**Text shown**.
━━━
The Fragrance of Christ

What we want to be. 2 Corinthians 2.14-16

2 Corinthians 2 (5)

Pray Psalm 23.1, 2.
The LORD is my shepherd;
I shall not want.
He makes me to lie down in green pastures;
He leads me beside the still waters.

Sing Psalm 23.1, 2.
(The Gift of Love: Though I May Speak with Bravest Fire)
Because the LORD my Shepherd is I shall not want, for I am His!
He makes me lie in pastures full; I rest in Him by waters still.

Read 2 Corinthians 2.1-16; meditate on verses 14-16.


1. How did Paul describe himself and other believers?

2. How was this received?

We are familiar with the Peanuts© character Pigpen. Everywhere he goes, a cloud of dust stirs up around him.

Even in the dead of winter, during a snowstorm, Pigpen’s dust cloud is his defining attribute.

Just so, the Lord intends a “fragrance of Christ” to emanate from us in all our words and deeds (v. 14). We are God’s diffusers in the world, to emit “the fragrance of His knowledge in every place.” Wherever you go in your Personal Mission Field, whomever you’re with, and whatever you’re doing, something that “smells” of the beauty, compassion, loveliness, truth, and righteousness of Jesus can be made known, arising from your soul as surely as the dust does around good Pigpen.

Those who know the Lord need us to be a faithful fragrance of Christ that they might be encouraged to know, love, and serve Him more. To believers in Jesus, the fragrance of Christ will be sweet, welcome, and a source of fuller and more abundant life in the Lord (v. 15).

But that won’t be true of everyone who catches a whiff of Jesus in us. To those who are still dead in their trespasses and sin, Jesus will have the odor of death (vv. 15, 16). He will be perceived as a threat to their “liberty”, a killjoy for their fun, or a cruel taskmaster for a lifestyle they do not prefer.

Only grace can awaken such people from the deadness of sin to newness of life in Christ; and the way we live our faith before them can bring an environment of grace into their lives, which may, over time, make them more inclined to “smell the roses” of Jesus and come to faith in Him.

How will you diffuse the fragrance of Jesus today?

Treasures Old and New: Matthew 13.52; Psalm 119.162.
The psalmist David prayed, “Surely goodness and mercy shall follow me all the days of my life…” (Ps. 23.6).

Most assuredly, we know that if we shower and lather up vigorously, we will smell considerably better. And we know that if we launder our clothing, they will not only look better but will emanate a more pleasant aroma.

However, the opposite is also true.
━━━
**Raw records**.
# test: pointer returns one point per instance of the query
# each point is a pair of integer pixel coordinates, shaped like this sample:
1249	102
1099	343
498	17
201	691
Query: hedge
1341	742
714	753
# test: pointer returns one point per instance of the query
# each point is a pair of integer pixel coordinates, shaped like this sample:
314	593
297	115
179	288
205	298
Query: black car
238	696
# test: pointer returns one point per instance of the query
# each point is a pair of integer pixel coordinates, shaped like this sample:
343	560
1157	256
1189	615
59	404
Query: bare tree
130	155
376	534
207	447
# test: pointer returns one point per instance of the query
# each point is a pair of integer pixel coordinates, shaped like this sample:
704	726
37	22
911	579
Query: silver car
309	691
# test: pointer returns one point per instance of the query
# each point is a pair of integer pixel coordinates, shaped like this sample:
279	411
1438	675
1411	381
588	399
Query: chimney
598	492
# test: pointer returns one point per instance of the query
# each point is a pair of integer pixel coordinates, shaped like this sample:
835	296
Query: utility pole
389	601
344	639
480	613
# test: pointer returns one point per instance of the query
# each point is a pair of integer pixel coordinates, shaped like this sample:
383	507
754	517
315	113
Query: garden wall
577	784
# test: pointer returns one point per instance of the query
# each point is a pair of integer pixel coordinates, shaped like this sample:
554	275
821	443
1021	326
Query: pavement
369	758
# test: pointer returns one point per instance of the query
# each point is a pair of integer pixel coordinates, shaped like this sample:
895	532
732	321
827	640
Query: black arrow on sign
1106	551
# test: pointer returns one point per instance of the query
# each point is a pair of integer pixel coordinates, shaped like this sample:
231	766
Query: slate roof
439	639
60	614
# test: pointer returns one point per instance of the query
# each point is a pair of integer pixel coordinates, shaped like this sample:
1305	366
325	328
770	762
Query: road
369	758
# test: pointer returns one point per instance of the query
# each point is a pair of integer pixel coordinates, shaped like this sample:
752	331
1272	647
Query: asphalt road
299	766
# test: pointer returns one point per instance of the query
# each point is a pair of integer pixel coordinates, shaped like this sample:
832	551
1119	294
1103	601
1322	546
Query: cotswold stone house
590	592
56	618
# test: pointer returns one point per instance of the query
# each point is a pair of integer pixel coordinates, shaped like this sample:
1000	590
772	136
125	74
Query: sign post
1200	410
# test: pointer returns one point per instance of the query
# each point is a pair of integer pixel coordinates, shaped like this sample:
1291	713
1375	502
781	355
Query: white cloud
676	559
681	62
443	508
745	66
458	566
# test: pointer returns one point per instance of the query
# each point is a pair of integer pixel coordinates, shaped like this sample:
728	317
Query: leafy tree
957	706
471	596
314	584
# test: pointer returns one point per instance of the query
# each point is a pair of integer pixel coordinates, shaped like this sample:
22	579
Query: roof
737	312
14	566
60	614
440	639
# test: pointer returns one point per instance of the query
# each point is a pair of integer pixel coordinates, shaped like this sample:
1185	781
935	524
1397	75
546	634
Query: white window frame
━━━
**Tasks**.
**A)** According to the devotional on the fragrance of Christ, what will Jesus have to those who are still dead in their trespasses and sin?
**B)** Write what comes next in the devotional on the fragrance of Christ, picking up after its final sentence.

**Written responses**.
**A)** To them, Jesus will have the odor of death.

**B)**
“Dead flies putrefy the perfumer’s ointment, and cause it to give off a foul odor;
so does a little folly to one respected for wisdom and honor” (Eccl. 10.1).

Beware, Christian, it is the one “respected for wisdom and honor”  emanating a foul odor when folly is displayed in that life.

The psalmist David made note of this: “There is no soundness in my flesh because of Your anger, nor any health in my bones because of my sin. For my iniquities have gone over my head; like a heavy burden they are too heavy for me. My wounds are foul and festering because of my foolishness” (Ps. 38.3-5).

Either way, as Paul stated, we give off an aroma either of our own uncleanliness and sin; or an aroma of death to those caught up in sin— “the aroma of death leading to death” (2 Cor. 2.16).

The other option being “the aroma of life leading to life” (2 Cor. 2.16).
“Surely”, as David prayed, this is a possibility when “we are to God the fragrance of Christ among those who are being saved and among those who are perishing” (2 Cor. 2.15).

“And who is sufficient for these things?” (2 Cor. 2.16).

“Who may ascend into the hill of the LORD?
Or who may stand in His holy place?
He who has clean hands and a pure heart…” (Ps. 24.3, 4).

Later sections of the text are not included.